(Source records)

──────────

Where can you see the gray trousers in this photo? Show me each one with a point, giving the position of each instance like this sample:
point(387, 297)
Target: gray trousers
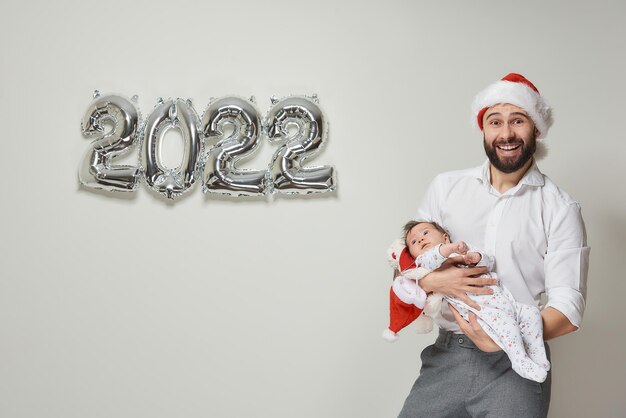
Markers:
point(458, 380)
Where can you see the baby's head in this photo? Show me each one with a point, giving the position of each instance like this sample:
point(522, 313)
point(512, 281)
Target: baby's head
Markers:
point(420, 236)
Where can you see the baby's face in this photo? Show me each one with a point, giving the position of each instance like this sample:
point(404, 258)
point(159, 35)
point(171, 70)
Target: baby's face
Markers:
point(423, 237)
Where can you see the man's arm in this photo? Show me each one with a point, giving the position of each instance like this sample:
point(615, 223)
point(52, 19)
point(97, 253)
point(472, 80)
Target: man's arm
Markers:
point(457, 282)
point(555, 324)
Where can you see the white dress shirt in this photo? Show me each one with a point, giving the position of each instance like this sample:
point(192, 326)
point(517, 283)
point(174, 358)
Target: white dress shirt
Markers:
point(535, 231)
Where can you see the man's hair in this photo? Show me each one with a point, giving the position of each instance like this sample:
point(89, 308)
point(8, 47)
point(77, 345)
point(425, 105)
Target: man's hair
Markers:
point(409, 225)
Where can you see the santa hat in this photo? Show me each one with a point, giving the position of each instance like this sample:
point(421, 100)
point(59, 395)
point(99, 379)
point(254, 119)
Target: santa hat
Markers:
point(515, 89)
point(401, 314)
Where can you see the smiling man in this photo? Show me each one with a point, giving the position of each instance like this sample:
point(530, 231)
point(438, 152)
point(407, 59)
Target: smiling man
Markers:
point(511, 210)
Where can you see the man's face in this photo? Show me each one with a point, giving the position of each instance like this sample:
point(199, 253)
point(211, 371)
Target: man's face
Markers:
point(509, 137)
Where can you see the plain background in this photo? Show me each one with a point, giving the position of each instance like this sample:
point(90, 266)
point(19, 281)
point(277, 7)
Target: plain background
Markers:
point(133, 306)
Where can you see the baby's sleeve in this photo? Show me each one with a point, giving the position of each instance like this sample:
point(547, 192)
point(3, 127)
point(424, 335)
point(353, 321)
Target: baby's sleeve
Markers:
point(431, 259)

──────────

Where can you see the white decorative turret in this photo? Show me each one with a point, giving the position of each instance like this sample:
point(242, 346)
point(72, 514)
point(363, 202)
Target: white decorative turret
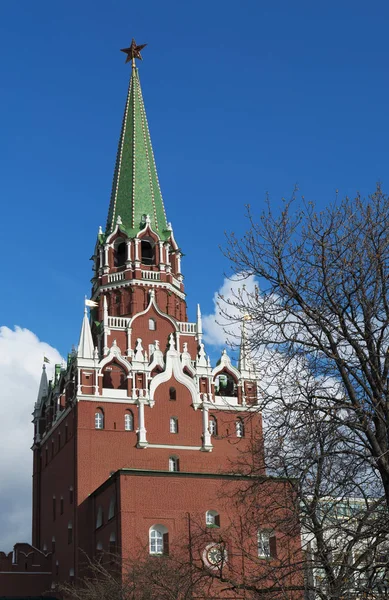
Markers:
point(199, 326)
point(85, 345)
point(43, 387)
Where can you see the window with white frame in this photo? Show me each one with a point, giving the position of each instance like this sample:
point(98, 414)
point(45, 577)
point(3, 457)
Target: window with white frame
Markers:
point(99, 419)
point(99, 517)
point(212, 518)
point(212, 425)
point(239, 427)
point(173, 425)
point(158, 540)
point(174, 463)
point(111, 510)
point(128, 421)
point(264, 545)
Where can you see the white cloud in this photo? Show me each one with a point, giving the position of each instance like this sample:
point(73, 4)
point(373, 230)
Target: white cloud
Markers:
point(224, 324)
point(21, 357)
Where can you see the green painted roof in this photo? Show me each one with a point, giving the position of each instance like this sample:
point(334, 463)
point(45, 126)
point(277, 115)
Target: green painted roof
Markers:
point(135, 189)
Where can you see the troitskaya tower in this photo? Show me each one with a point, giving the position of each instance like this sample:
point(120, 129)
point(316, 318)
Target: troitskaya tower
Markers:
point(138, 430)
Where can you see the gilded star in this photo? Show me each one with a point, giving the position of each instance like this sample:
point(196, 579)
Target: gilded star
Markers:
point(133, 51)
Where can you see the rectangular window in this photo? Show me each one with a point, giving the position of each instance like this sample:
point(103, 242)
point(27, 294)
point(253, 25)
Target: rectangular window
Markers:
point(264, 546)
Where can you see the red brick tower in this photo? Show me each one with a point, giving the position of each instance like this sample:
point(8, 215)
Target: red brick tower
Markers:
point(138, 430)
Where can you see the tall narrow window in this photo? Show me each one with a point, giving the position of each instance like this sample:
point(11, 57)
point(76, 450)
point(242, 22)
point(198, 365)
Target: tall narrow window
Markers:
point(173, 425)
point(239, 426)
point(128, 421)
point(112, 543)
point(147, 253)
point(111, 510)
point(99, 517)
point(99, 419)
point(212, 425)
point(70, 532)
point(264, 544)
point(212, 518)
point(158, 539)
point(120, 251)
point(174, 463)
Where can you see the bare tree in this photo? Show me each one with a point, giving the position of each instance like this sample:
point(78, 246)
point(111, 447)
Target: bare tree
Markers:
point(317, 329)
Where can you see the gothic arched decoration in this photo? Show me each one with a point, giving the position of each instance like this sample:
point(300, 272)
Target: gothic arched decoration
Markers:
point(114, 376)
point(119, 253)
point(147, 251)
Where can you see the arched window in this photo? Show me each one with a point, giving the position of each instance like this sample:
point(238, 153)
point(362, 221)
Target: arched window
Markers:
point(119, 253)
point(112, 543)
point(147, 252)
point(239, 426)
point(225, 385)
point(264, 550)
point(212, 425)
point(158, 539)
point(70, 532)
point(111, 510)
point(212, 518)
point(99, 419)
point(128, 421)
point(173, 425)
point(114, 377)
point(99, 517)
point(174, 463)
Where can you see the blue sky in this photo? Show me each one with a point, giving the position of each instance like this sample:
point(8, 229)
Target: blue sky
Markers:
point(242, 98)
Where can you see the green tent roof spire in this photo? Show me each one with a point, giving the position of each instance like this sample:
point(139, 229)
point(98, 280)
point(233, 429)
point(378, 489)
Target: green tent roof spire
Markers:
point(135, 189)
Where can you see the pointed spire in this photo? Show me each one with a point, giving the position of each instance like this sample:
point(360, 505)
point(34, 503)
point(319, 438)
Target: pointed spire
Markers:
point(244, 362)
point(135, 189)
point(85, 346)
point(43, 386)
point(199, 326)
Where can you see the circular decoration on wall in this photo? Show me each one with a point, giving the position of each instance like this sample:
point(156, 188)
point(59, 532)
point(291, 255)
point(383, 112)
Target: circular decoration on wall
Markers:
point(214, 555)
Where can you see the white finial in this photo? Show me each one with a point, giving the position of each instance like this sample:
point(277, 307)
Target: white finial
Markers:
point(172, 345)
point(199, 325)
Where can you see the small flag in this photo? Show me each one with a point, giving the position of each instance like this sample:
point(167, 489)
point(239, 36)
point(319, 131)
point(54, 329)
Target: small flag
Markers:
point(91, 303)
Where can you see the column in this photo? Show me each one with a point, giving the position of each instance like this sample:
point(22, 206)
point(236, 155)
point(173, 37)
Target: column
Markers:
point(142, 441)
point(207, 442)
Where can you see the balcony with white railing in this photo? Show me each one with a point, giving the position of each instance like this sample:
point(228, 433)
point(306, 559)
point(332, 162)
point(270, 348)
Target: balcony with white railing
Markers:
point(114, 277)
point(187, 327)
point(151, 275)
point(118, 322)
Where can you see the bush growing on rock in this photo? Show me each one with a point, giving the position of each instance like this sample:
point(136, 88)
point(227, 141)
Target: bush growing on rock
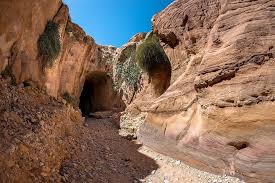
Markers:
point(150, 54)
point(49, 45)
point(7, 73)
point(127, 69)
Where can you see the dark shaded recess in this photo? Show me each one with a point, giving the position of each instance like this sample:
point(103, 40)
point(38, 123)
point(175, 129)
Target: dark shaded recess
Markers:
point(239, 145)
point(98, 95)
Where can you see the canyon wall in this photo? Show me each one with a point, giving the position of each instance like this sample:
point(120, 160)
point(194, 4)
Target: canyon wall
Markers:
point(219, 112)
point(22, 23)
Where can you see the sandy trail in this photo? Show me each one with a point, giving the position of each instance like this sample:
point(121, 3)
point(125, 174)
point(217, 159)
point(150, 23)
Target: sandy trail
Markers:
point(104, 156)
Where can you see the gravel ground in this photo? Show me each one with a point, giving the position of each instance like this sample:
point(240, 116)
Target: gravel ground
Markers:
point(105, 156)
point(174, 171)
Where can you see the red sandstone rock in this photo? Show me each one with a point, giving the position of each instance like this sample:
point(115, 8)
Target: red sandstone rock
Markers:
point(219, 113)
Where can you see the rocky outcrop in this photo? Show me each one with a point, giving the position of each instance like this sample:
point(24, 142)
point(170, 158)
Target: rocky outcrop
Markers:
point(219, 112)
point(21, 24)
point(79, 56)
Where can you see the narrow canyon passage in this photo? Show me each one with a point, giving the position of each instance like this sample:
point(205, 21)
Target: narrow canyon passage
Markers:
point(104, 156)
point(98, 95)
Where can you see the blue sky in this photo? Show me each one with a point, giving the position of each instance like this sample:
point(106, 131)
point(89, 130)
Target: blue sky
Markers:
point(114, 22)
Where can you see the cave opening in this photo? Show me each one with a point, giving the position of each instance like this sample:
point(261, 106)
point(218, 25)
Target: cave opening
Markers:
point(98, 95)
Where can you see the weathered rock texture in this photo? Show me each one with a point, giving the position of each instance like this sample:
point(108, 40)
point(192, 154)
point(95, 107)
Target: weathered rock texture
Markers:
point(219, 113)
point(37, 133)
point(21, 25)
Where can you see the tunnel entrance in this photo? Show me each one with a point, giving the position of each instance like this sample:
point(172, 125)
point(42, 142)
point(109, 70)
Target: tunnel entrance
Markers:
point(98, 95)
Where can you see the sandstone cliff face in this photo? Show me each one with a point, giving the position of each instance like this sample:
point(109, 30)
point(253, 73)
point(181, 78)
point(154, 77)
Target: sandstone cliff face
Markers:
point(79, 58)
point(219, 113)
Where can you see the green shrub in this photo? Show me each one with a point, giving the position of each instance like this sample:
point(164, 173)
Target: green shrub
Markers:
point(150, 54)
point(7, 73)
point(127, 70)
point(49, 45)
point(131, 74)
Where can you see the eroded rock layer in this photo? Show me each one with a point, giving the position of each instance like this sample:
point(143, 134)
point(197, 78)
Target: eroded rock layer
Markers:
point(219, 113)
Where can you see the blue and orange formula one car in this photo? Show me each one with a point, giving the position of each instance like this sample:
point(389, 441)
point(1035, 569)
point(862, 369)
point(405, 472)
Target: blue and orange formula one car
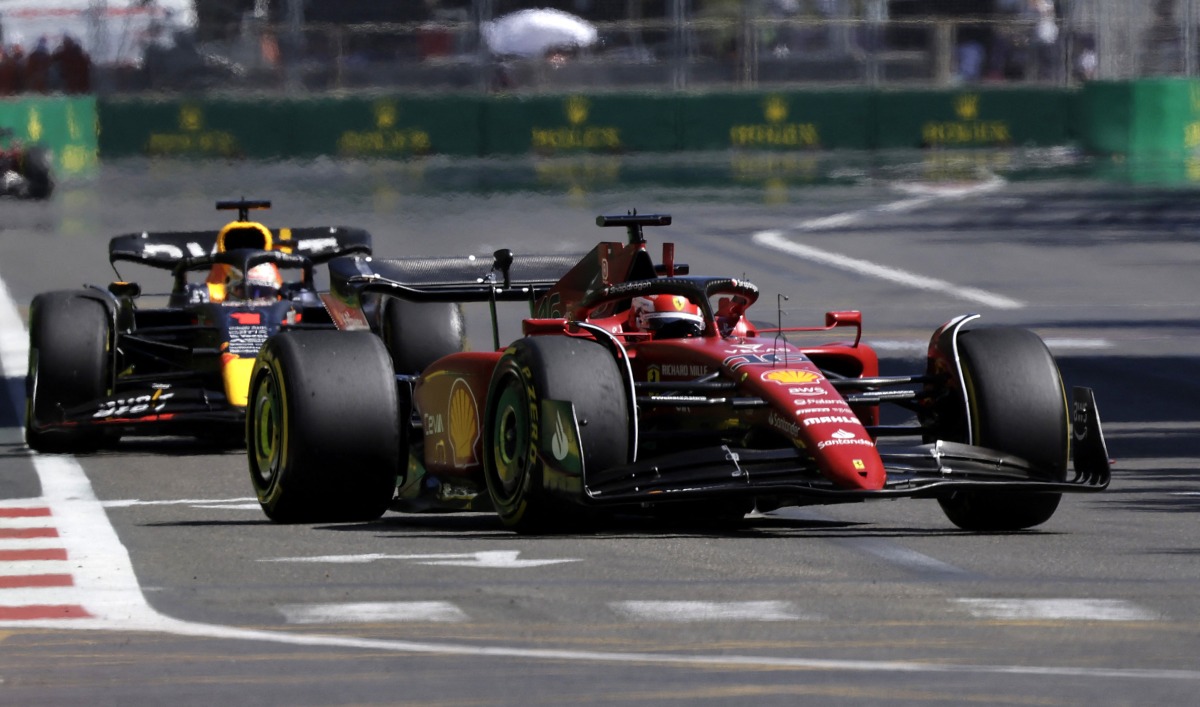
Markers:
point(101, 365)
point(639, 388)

──────────

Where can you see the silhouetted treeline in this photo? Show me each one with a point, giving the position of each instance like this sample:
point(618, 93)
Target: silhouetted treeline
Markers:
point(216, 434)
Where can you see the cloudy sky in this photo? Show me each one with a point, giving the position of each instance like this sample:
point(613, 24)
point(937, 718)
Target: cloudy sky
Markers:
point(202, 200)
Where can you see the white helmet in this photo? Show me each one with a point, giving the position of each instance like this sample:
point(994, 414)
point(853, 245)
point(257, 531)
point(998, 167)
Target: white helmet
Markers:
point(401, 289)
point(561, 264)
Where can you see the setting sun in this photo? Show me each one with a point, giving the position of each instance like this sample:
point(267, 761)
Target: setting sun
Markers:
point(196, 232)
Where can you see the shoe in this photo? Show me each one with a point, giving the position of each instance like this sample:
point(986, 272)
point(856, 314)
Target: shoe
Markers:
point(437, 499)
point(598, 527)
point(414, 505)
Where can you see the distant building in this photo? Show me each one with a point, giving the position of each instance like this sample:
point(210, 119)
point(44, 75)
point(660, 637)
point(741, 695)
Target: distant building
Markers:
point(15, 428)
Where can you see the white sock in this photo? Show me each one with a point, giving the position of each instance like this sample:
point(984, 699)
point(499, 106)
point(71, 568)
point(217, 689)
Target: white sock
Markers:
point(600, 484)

──────────

• _What to produce_
Copy out the range of lines above starting at the line with "Target: eroded rock layer" and ending at the line with "Target: blue and orange formula one car", exactly and including both.

• _Final answer_
Target: eroded rock layer
Markers:
point(219, 113)
Where can you see the blue and orange formula one car in this photo? Show me each one with a point, giving the position of each instance like this sample:
point(389, 441)
point(1035, 569)
point(862, 369)
point(405, 472)
Target: blue and orange formula one car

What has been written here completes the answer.